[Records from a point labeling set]

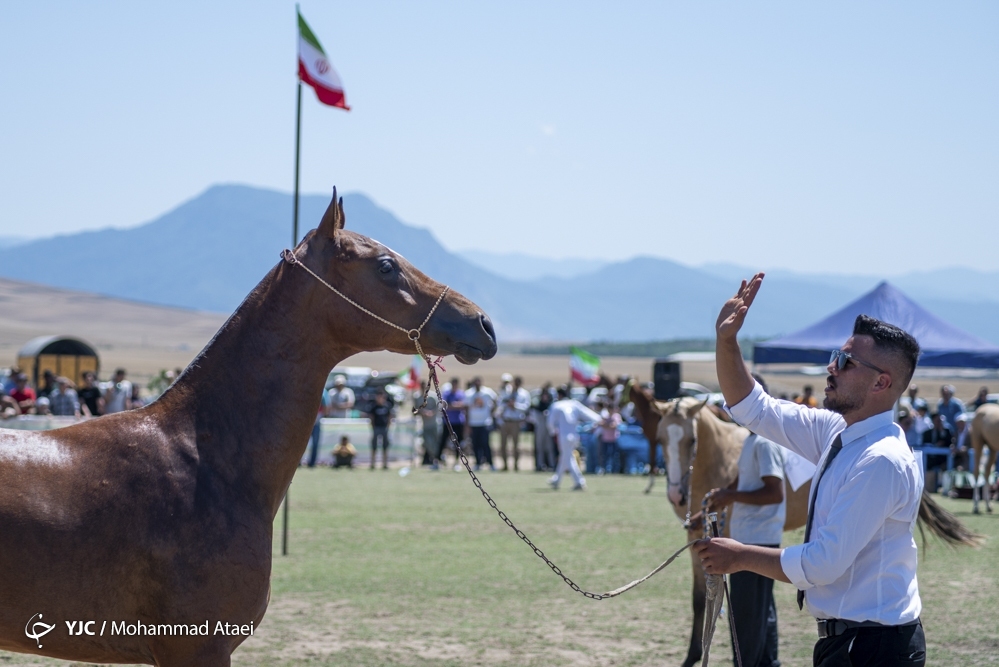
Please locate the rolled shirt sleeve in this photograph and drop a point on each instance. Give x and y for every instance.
(803, 430)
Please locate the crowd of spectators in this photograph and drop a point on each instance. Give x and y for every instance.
(475, 411)
(59, 396)
(943, 430)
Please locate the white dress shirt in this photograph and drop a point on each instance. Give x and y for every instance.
(563, 417)
(860, 564)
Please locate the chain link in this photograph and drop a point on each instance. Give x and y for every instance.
(442, 404)
(433, 365)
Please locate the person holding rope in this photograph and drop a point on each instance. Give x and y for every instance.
(857, 566)
(757, 517)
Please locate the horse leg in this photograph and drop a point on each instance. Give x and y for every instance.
(694, 651)
(978, 447)
(216, 653)
(989, 465)
(652, 466)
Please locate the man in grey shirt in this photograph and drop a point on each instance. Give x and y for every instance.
(757, 517)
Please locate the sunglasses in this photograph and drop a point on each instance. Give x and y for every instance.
(840, 359)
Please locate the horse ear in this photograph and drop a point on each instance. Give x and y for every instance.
(334, 219)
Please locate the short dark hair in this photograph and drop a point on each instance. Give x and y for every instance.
(891, 339)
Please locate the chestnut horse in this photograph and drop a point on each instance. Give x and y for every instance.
(163, 516)
(985, 432)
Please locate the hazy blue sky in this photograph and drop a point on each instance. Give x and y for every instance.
(843, 137)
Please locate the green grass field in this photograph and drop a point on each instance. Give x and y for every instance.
(418, 570)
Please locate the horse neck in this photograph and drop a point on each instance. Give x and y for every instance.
(710, 442)
(252, 395)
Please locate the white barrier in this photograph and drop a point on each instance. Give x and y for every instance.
(402, 436)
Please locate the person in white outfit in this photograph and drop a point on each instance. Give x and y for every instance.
(563, 417)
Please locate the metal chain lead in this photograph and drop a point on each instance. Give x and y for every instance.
(442, 404)
(414, 335)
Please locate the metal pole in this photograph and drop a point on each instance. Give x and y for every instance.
(298, 143)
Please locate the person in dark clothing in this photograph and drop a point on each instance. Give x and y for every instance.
(380, 414)
(938, 436)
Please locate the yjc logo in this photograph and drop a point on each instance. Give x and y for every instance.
(38, 629)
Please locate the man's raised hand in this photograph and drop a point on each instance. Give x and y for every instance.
(733, 313)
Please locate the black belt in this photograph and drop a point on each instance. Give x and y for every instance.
(834, 627)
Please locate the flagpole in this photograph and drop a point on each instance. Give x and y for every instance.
(298, 144)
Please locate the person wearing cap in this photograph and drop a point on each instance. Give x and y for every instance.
(23, 394)
(949, 407)
(341, 398)
(514, 402)
(118, 396)
(63, 399)
(322, 411)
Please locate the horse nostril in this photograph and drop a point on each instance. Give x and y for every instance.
(487, 326)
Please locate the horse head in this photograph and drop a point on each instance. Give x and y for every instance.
(383, 282)
(678, 435)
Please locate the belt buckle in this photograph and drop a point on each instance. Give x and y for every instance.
(830, 627)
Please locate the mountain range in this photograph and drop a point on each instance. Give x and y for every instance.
(210, 251)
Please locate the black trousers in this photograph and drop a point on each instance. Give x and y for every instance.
(869, 647)
(755, 616)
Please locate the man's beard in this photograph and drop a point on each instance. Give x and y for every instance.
(841, 404)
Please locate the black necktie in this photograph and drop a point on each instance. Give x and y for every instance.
(833, 451)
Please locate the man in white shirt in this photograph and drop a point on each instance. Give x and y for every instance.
(118, 396)
(514, 401)
(341, 398)
(563, 417)
(757, 517)
(479, 405)
(857, 567)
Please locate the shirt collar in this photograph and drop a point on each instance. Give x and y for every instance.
(867, 426)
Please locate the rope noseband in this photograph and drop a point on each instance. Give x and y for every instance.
(289, 256)
(414, 335)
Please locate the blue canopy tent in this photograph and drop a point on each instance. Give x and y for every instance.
(942, 344)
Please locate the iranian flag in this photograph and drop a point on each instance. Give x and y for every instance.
(314, 68)
(410, 377)
(584, 366)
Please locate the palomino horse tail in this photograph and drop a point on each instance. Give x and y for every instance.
(945, 525)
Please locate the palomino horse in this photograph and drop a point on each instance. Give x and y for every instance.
(985, 431)
(162, 517)
(686, 429)
(682, 423)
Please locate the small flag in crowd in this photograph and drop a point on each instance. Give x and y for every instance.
(314, 68)
(584, 366)
(410, 377)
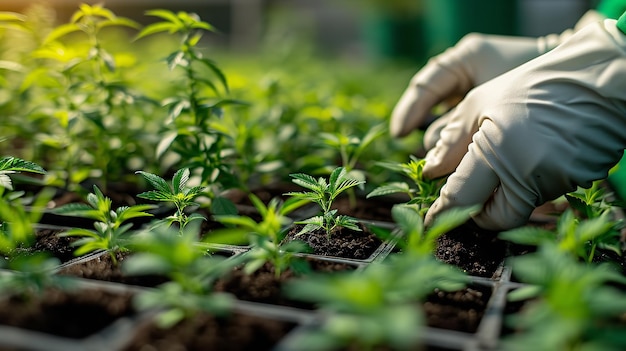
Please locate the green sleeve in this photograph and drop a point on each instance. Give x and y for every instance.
(611, 8)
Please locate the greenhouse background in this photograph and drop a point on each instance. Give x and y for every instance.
(356, 28)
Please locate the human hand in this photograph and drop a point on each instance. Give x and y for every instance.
(536, 132)
(474, 60)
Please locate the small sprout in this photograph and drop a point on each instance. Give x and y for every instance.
(423, 193)
(111, 230)
(177, 194)
(323, 193)
(266, 235)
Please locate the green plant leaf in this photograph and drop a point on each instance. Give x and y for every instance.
(156, 182)
(391, 188)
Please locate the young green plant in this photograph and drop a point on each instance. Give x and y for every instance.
(177, 193)
(28, 271)
(194, 130)
(568, 305)
(422, 192)
(578, 237)
(266, 236)
(111, 230)
(323, 193)
(86, 104)
(190, 268)
(376, 307)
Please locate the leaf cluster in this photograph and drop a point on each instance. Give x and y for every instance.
(111, 230)
(266, 236)
(323, 193)
(421, 191)
(192, 270)
(570, 305)
(177, 193)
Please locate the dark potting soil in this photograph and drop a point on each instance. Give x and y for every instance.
(75, 314)
(476, 251)
(48, 240)
(238, 332)
(263, 286)
(344, 243)
(458, 310)
(102, 267)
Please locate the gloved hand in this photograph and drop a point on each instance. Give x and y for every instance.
(536, 132)
(476, 59)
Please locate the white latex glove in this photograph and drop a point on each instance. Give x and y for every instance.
(536, 132)
(474, 60)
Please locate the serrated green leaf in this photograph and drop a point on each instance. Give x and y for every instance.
(391, 188)
(156, 182)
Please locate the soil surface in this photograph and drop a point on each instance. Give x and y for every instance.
(263, 286)
(476, 251)
(459, 310)
(48, 240)
(344, 243)
(75, 314)
(102, 267)
(238, 332)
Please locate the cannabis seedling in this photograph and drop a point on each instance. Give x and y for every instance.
(578, 237)
(423, 192)
(86, 103)
(419, 241)
(11, 165)
(191, 269)
(194, 130)
(17, 225)
(266, 236)
(323, 193)
(569, 305)
(374, 307)
(111, 232)
(30, 271)
(177, 194)
(592, 202)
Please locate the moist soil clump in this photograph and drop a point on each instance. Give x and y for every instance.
(48, 240)
(102, 267)
(476, 251)
(458, 310)
(264, 287)
(75, 314)
(237, 332)
(344, 243)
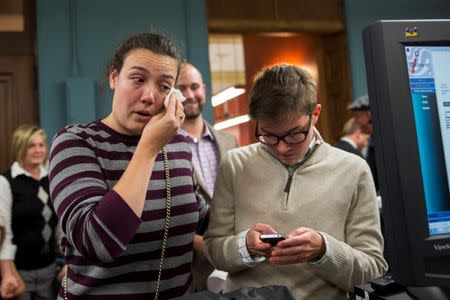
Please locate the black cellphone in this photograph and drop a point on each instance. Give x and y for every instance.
(272, 238)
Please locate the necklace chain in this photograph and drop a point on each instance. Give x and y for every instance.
(166, 229)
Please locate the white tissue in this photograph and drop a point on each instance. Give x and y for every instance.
(216, 281)
(178, 95)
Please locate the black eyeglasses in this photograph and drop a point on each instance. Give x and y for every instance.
(290, 138)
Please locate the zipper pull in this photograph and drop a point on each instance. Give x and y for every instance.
(288, 184)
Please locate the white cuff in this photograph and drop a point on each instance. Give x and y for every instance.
(242, 247)
(325, 257)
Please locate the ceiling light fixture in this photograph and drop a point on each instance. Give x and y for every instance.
(232, 122)
(226, 95)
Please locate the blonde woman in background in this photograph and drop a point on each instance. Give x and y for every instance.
(30, 219)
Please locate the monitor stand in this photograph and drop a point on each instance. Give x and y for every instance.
(429, 293)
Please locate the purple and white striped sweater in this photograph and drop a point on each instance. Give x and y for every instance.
(112, 253)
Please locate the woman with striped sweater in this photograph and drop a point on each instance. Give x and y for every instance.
(123, 187)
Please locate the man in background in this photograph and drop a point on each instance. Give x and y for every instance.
(361, 112)
(208, 147)
(353, 140)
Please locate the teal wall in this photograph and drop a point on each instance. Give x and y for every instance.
(360, 13)
(75, 91)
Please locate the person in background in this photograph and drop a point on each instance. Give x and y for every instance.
(208, 147)
(353, 140)
(123, 186)
(30, 219)
(360, 109)
(292, 182)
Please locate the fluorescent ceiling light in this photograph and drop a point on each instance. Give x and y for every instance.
(226, 95)
(232, 122)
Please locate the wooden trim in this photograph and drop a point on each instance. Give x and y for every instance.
(245, 26)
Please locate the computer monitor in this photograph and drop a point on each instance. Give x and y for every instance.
(408, 74)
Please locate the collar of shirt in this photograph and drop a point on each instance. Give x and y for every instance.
(350, 141)
(17, 170)
(206, 134)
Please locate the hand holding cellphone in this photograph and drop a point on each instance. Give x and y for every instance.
(178, 95)
(272, 238)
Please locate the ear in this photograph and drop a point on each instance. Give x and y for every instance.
(113, 75)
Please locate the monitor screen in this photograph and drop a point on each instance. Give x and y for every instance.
(429, 81)
(408, 80)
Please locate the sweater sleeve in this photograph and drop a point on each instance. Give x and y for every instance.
(8, 249)
(88, 210)
(359, 259)
(221, 240)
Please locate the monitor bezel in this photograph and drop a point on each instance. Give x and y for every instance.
(397, 150)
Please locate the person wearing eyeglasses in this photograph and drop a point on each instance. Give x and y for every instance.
(292, 182)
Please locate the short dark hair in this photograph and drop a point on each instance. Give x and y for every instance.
(153, 41)
(280, 91)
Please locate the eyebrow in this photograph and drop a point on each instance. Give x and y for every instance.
(163, 76)
(290, 131)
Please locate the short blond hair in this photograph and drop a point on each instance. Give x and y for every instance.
(21, 138)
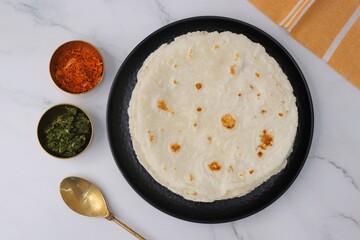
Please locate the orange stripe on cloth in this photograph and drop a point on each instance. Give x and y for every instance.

PROBLEM DETAILS —
Quote exactly, and only, the lines from the one containing "Please locate the sweater" through the last line of the records above, both included; leave out any pictures.

WRITTEN SOLUTION —
Please locate the sweater sleeve in this photograph and drop a point on each instance. Give x and y for every instance.
(8, 249)
(88, 210)
(359, 259)
(221, 240)
Please locate the monitor bezel in this photograph and drop a point on each instance. Give x and y for every instance.
(397, 150)
Please locate the person wearing eyeglasses in this photograph and drop a point on each instance. Give x and y for every instance.
(292, 182)
Please locate the short dark hair in this photograph and drop a point on each instance. Give x and y for every instance.
(153, 41)
(280, 91)
Please locate the eyebrow in this photograph and drop a point on each instance. Give x and y for every instance.
(163, 76)
(290, 131)
Please locate the short blond hair in this photograph and drop a point on each instance. Give x and y for every instance.
(21, 138)
Please locate the orange stripe on cloth in this photograph and drop a point on each instance. Give x and y for every instance.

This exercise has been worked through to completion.